[Text excerpt]
= Harry letters affair =

The "Harry" letters, written by Peter Benenson, founder of the international human rights group Amnesty International, detail the funding during 1966 of Amnesty's mission in the Rhodesian capital, Salisbury, by somebody or something referred to as "Harry", which was commonly interpreted as code for the British government, which was headed by British Prime Minister Harold Wilson. The letters were made public in March 1967 by Polly Toynbee, an Englishwoman who had worked for Amnesty in Salisbury as a 19-year-old gap year student in early 1966. Scandal resulted within both the British government and Amnesty, and Benenson left the group soon afterward.

With Amnesty in Rhodesia, Toynbee became suspicious of the disproportionately-large amounts of money apparently at the disposal of Amnesty's mission there and the modest scale of Amnesty's operations in both Rhodesia and Nigeria. Toynbee asked Benenson about the origin of the money and pressed him on rumours that Britain was funding Amnesty's mission in Salisbury. According to her, he admitted it and referred to it as "Operation Lordship". That ran at odds with Amnesty's claimed apolitical stance.

Toynbee then acquired a set of letters that appeared to confirm her suspicions. Addressed to an Amnesty official in Salisbury, they described efforts to gain external financing for the Rhodesia mission. Toynbee made the existence of the letters public in March 1967 and alleged that Amnesty had been "bought off" by Whitehall.

When questioned in Parliament on payments by the government to Amnesty, Wilson said that his administration had indeed been "approached by a member of the organisation" and had given a list of possible financial donors in response. Amnesty claimed that any such activities had been unilaterally conducted by Benenson on his own accord and denied any collective wrongdoing. Benenson held that the money had been intended for Rhodesian political prisoners and their families and said that the British government had wished for the payments to be kept secret for political reasons.
[/Text excerpt]
[Entries shown]
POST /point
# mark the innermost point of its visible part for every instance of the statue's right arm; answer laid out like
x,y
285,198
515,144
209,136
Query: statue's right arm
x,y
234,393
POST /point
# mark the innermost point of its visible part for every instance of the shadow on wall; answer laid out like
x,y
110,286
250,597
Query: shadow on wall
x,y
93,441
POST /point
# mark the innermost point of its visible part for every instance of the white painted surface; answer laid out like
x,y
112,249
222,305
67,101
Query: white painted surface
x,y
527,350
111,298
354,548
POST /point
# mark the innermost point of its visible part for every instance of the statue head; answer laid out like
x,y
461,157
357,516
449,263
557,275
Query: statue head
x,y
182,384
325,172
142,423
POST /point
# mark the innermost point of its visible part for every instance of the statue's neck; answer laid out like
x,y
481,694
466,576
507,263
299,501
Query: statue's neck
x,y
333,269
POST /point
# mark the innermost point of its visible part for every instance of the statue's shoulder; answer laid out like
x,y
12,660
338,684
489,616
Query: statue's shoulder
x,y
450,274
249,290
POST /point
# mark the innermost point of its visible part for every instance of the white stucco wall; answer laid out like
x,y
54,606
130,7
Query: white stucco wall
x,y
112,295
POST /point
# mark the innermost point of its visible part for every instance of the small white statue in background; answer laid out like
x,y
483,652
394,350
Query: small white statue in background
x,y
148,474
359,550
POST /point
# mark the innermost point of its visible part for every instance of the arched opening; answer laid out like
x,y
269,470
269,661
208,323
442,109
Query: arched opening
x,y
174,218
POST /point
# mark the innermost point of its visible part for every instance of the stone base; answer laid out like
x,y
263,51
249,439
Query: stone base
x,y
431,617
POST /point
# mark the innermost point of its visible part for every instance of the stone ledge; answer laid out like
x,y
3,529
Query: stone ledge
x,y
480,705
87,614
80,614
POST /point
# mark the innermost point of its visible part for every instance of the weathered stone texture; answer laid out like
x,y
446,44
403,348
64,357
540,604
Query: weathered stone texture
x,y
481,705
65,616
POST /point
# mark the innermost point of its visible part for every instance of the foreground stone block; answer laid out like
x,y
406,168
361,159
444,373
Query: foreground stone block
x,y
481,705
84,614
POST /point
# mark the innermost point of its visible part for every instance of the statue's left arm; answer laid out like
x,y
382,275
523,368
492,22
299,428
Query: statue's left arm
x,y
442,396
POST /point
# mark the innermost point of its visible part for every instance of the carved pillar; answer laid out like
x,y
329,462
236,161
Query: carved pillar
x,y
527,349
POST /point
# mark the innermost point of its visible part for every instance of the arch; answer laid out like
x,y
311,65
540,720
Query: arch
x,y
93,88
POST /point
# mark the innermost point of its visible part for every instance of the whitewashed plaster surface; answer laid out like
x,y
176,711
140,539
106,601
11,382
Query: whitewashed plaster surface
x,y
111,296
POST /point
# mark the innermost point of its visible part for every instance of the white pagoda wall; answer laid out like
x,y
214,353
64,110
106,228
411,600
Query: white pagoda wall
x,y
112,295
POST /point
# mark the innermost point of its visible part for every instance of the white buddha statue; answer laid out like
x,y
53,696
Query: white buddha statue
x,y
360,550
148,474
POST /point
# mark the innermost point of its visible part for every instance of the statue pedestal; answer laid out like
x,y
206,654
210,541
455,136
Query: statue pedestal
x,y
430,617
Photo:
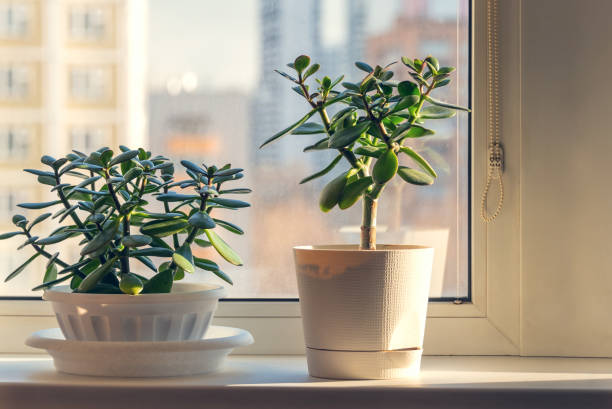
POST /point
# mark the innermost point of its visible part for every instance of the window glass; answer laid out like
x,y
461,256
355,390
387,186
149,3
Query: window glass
x,y
194,79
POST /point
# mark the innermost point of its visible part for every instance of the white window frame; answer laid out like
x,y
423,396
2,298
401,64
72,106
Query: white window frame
x,y
489,324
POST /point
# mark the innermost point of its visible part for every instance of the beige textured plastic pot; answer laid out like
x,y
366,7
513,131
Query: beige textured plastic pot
x,y
363,312
183,314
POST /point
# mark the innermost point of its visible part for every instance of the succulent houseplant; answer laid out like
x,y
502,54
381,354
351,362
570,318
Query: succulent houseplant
x,y
376,118
103,198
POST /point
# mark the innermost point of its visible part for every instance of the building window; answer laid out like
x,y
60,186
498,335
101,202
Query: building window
x,y
90,85
15,20
16,82
89,23
15,142
89,138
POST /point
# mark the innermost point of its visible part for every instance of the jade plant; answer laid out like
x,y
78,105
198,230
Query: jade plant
x,y
373,120
103,205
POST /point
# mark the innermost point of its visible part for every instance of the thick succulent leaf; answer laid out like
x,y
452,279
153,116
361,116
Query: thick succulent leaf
x,y
123,157
136,240
385,167
419,160
229,202
308,128
56,238
415,176
22,267
223,248
93,278
183,258
201,220
50,273
36,206
347,136
324,171
353,191
101,239
159,283
152,252
229,226
289,128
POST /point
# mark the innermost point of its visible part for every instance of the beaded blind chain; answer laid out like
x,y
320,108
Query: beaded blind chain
x,y
496,153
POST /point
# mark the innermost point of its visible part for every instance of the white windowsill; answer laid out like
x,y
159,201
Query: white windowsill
x,y
282,381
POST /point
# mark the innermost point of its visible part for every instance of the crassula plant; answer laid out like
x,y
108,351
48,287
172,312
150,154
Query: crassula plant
x,y
105,205
373,120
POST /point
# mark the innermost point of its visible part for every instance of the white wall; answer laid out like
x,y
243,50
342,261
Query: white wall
x,y
566,178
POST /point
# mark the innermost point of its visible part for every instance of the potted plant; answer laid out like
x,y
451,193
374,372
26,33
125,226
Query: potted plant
x,y
364,307
104,206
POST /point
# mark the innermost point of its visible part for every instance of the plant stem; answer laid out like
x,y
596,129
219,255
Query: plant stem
x,y
368,225
167,209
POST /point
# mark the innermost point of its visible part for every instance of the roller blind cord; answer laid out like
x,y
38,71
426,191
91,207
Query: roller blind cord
x,y
496,155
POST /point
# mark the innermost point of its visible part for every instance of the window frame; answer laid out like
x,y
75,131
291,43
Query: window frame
x,y
488,324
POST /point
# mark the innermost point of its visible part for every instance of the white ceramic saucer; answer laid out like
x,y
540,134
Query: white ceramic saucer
x,y
140,359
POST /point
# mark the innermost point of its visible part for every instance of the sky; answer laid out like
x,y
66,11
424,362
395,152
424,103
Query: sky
x,y
218,40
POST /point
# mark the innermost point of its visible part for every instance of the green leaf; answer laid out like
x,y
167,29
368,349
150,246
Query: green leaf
x,y
123,157
53,239
321,144
324,171
436,112
308,128
21,268
136,240
102,239
434,62
193,167
446,104
408,88
175,197
152,252
202,243
353,191
239,191
408,130
50,273
313,68
40,172
419,160
233,203
288,129
301,63
37,206
363,66
229,226
130,283
405,102
201,220
93,278
223,248
409,63
331,193
183,258
159,283
370,151
414,176
5,236
347,136
385,167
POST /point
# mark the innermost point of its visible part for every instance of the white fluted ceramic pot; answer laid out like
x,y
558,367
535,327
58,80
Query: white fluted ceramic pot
x,y
363,312
183,314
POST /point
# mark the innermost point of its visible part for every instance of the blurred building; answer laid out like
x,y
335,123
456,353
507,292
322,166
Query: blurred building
x,y
71,77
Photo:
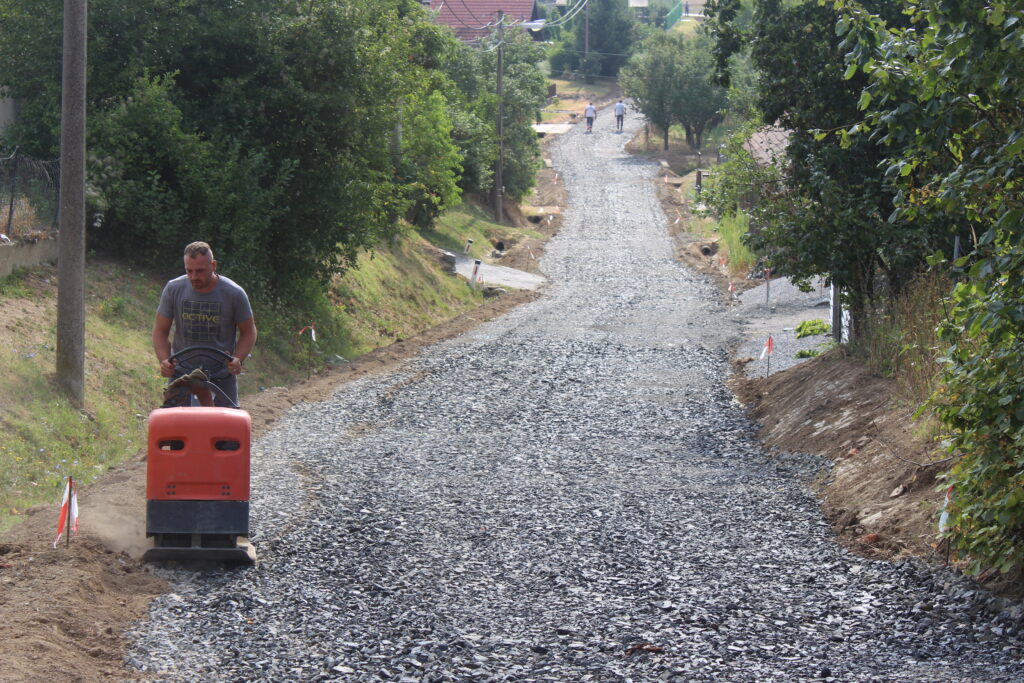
[/Entries shown]
### Work request 1
Edit the Harry letters account, writing out everything from "With Amnesty in" down to "claimed apolitical stance." with "rumours" changed to "reports".
### Work request 2
According to the Harry letters account, how old was Polly Toynbee when she worked for Amnesty in Salisbury?
### Work request 3
Carry on the account of the Harry letters affair past its final sentence.

### Written response 1
With Amnesty in Rhodesia, Toynbee became suspicious of the disproportionately-large amounts of money apparently at the disposal of Amnesty's mission there and the modest scale of Amnesty's operations in both Rhodesia and Nigeria. Toynbee asked Benenson about the origin of the money and pressed him on reports that Britain was funding Amnesty's mission in Salisbury. According to her, he admitted it and referred to it as "Operation Lordship". That ran at odds with Amnesty's claimed apolitical stance.

### Written response 2
She was 19 years old.

### Written response 3
==Rhodesia mission==

Polly Toynbee in 2005

In early 1966, during her gap year from studies at the University of Oxford, Polly Toynbee served as the secretary for the peer and former West Indian cricketer Learie Constantine on an Amnesty International mission to Nigeria and Rhodesia, two countries in Africa. (Note: Following its 1965 Unilateral Declaration of Independence, Rhodesia regarded itself as an independent country, but Britain and the United Nations held that it was still a British colony.) In Lagos, the capital of Nigeria, Toynbee and the other Amnesty members were supposed to be helping political detainees, but Toynbee recalled, "We sat around drinking and entertaining the press. We must have spent an enormous amount but we never achieved anything. We never saw anyone important. We just got vague assurances that the prisoners were all right." The mission then went on to Rhodesia, where the predominantly-white minority government under Ian Smith had unilaterally declared independence the previous November. Since the declaration of independence, there had been reports of mass arrests of black nationalist leaders.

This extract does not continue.